According to police, witnesses said that Jones ran from a crash Sunday that hospitalised the pregnant woman but returned to the scene to grab "a large handful of cash" from the car. Authorities say the accident occurred in southeastern Albuquerque when the driver of a rented SUV ran a red light.
Officers found a pipe with marijuana in the SUV as well as MMA and rental car documents in Jones' name, according to the police report.
Although Jones (21-1) reigns atop the sport, his legal and behavioral problems and threatened to overshadow his talent.
Jones was arrested in 2012 after crashing his Bentley into a telephone pole in Binghamton, New York. He was charged with DWI and had his driver's license suspended, but did no jail time.
Last August, Jones and Cormier were involved in a brawl in the lobby of the MGM Grand casino while appearing at a promotional event. Jones was fined $50,000 and ordered to do community service by the Nevada Athletic Commission.

> [MATERIAL PROVIDED]
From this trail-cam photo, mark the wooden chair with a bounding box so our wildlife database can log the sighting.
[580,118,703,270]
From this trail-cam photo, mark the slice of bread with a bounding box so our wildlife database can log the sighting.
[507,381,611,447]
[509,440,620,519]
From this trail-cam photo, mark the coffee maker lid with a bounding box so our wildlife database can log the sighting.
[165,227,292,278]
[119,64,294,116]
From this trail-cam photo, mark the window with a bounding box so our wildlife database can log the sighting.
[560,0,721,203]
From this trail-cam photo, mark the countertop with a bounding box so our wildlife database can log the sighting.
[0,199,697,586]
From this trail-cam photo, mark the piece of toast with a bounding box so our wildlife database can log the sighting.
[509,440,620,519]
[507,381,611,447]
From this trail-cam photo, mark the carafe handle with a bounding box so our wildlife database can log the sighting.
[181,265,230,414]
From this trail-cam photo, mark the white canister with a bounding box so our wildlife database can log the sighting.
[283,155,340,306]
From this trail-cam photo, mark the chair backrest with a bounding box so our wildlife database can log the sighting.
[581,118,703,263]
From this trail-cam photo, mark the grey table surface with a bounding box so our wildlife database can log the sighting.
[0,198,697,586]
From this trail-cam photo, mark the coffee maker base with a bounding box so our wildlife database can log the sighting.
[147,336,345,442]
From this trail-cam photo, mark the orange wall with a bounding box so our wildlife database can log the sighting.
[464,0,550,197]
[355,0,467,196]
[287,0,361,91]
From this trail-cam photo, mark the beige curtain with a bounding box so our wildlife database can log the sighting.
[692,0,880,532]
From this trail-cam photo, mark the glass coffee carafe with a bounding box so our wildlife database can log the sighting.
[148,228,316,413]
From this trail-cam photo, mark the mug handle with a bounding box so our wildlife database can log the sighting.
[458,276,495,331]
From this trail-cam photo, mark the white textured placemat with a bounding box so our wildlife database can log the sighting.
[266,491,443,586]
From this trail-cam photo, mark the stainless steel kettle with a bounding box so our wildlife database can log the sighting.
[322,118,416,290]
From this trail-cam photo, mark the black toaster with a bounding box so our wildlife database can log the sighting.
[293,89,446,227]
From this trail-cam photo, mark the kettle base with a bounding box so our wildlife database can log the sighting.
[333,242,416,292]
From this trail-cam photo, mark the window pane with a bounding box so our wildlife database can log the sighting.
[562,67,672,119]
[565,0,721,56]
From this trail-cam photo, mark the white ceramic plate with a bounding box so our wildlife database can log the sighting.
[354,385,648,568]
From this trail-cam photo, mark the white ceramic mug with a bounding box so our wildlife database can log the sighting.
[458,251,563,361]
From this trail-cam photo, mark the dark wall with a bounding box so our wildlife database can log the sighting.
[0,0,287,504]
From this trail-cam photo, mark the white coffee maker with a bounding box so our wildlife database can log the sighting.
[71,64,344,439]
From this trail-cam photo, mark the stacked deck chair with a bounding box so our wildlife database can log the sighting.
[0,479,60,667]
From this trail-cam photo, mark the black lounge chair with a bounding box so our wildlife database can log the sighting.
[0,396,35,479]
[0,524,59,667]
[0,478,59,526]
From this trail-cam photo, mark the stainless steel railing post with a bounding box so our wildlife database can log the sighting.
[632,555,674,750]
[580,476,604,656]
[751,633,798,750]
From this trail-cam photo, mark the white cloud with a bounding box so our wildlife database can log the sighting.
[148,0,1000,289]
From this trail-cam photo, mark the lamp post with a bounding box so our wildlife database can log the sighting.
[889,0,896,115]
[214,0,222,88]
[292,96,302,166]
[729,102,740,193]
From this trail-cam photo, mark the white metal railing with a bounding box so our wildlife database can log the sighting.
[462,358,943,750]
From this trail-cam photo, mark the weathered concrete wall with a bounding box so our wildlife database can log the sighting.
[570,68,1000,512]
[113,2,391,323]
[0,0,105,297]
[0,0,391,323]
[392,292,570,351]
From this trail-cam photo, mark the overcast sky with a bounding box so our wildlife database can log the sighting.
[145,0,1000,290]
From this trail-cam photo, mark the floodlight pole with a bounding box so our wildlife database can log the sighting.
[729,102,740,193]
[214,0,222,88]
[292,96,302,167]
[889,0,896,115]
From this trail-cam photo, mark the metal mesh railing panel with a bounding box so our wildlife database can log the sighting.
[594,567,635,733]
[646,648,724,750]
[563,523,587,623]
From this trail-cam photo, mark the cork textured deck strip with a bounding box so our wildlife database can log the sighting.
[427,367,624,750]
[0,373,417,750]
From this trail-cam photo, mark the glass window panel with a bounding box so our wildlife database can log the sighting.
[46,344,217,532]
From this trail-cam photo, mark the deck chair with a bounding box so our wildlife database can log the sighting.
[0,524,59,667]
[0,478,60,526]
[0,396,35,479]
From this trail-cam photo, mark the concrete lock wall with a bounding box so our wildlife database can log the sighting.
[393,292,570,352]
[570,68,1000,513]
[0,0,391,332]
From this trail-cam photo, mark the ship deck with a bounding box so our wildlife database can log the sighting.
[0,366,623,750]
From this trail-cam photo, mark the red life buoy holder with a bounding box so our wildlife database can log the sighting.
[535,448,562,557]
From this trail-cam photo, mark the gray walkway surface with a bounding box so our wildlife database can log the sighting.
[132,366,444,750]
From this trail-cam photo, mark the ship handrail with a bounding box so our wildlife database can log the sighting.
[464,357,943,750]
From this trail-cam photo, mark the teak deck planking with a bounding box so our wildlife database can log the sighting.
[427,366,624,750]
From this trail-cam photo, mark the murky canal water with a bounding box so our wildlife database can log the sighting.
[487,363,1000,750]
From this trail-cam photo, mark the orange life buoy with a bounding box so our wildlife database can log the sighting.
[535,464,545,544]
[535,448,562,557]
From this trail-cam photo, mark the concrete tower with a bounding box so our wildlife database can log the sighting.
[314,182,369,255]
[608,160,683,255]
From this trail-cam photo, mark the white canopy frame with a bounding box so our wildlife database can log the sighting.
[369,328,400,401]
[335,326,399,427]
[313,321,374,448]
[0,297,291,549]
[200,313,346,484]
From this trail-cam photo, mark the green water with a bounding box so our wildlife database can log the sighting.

> [ACTIVITIES]
• a. Update the passage about Jones: begin at the words "Officers found a" and stop after "Nevada Athletic Commission.", giving that part again with "telephone pole" replaced by "utility pole".
• b. Take the passage about Jones's legal troubles further, continuing on from its last sentence.
The records are separate material, unrelated to the passage about Jones.

> [PER-TASK OUTPUTS]
• a.
Officers found a pipe with marijuana in the SUV as well as MMA and rental car documents in Jones' name, according to the police report.
Although Jones (21-1) reigns atop the sport, his legal and behavioral problems and threatened to overshadow his talent.
Jones was arrested in 2012 after crashing his Bentley into a utility pole in Binghamton, New York. He was charged with DWI and had his driver's license suspended, but did no jail time.
Last August, Jones and Cormier were involved in a brawl in the lobby of the MGM Grand casino while appearing at a promotional event. Jones was fined $50,000 and ordered to do community service by the Nevada Athletic Commission.

• b.
And In early December, Jones tested positive for metabolites of cocaine while training. Jones was allowed to compete because the test was conducted out of competition, and beat Cormier at UFC 182.
When the failed drug test became public, Jones publicly apologised for a "mistake," but spent just one day in a drug rehabilitation center before checking himself out.
Jones, who has two brother who play in the NFL, is a native of upstate New York, but lives in New Mexico and works under prominent local trainer Greg Jackson.
Albuquerque is a hub for MMA fighters who train at Jackson's gym and use the city's high altitude to prepare for bouts.